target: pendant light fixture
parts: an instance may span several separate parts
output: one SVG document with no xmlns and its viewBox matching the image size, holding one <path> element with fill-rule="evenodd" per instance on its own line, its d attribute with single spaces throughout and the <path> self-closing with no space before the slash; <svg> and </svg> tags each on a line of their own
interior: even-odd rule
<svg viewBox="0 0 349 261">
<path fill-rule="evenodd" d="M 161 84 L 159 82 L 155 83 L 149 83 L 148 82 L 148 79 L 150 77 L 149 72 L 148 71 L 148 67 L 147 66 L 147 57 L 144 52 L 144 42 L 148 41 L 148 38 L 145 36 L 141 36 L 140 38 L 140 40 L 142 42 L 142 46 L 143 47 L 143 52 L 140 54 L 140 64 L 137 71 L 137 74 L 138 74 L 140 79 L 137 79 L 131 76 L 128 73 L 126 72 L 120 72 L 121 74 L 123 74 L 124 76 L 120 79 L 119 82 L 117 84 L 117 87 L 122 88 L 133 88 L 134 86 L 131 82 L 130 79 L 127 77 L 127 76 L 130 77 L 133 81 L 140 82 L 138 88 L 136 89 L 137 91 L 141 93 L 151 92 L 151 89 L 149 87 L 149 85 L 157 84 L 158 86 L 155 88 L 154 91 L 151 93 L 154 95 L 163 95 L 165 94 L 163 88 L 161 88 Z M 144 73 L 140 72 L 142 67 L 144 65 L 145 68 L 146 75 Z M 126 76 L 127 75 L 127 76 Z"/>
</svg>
· · · ·
Aim: Rewrite the records above as a numbered list, one line per item, leaving out any blank lines.

Right answer:
1. target: pendant light fixture
2. parts: an instance may span several separate parts
3. output: one SVG document with no xmlns and its viewBox matching the image size, holding one <path> element with fill-rule="evenodd" per instance on its own line, its d attribute with single spaces throughout and the <path> self-closing with no space before the slash; <svg> and </svg> tags each on a line of their own
4. interior: even-odd rule
5. <svg viewBox="0 0 349 261">
6. <path fill-rule="evenodd" d="M 161 84 L 159 82 L 155 83 L 149 83 L 148 82 L 148 79 L 150 77 L 149 72 L 148 71 L 148 67 L 147 66 L 147 57 L 144 52 L 144 42 L 148 41 L 148 38 L 145 36 L 141 36 L 140 38 L 140 40 L 142 42 L 142 46 L 143 47 L 143 52 L 140 54 L 140 64 L 137 71 L 137 74 L 138 74 L 140 79 L 137 79 L 131 76 L 128 73 L 126 72 L 120 72 L 121 74 L 123 74 L 124 76 L 120 79 L 119 82 L 117 84 L 117 87 L 122 88 L 133 88 L 134 86 L 131 82 L 130 79 L 127 77 L 127 76 L 130 77 L 133 81 L 140 82 L 138 88 L 136 89 L 137 91 L 141 93 L 151 92 L 151 89 L 149 87 L 149 85 L 157 84 L 158 86 L 155 88 L 154 91 L 151 93 L 154 95 L 163 95 L 165 94 L 163 88 L 161 88 Z M 144 73 L 140 72 L 142 67 L 144 65 L 145 68 L 146 75 Z M 126 76 L 127 75 L 127 76 Z"/>
7. </svg>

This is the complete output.